**TASK MATERIAL:**
----

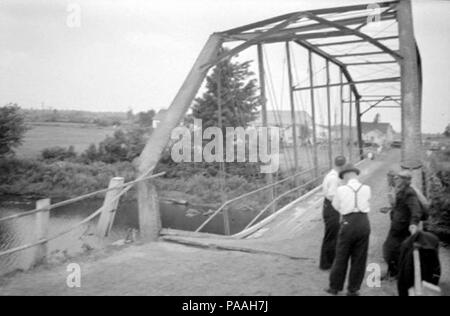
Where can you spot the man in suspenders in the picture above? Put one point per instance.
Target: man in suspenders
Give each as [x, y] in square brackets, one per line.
[352, 202]
[331, 217]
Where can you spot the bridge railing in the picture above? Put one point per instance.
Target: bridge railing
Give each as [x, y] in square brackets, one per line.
[225, 205]
[116, 189]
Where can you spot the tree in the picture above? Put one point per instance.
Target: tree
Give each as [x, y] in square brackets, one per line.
[447, 131]
[145, 119]
[239, 97]
[12, 128]
[376, 119]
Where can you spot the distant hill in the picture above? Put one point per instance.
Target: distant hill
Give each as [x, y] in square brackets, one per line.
[74, 116]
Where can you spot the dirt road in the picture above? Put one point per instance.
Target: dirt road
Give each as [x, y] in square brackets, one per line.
[286, 265]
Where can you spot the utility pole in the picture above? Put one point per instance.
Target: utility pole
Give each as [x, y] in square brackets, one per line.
[263, 100]
[411, 93]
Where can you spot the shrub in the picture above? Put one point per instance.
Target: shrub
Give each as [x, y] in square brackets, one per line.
[61, 179]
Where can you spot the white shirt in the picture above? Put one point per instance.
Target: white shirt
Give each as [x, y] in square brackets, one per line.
[344, 200]
[330, 184]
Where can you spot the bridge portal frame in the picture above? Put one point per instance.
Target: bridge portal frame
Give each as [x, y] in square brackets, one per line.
[312, 31]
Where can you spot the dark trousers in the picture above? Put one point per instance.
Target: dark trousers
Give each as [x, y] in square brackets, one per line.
[331, 218]
[352, 245]
[398, 233]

----

**TASK INSTRUCTIONS:**
Reproduce verbatim every line of the rows, starting with the line containing "Where can you spot the shrub" and continuing through the final line of the rows, both ends included.

**RESULT:**
Where can you spot the shrub in the picture above? Put one point per instance.
Target: shrub
Give each as [x, y] in square brackets, one per line.
[61, 179]
Where can you spot the white shirt in the picture above? Put one point per instance.
Target: white shirt
Give each as [x, y] in square brackets, one per line.
[344, 200]
[330, 184]
Where can you spot the bridge portal frame in the picture above? Put one point per instance.
Target: bridge portal frame
Give each as [x, y] in square brackets, one per line.
[312, 31]
Where can you spot the dark trousers in the picture above? Put one point per instance.
Target: dark trousers
Give each as [x, y] in square brackets, one per line.
[331, 218]
[352, 245]
[398, 233]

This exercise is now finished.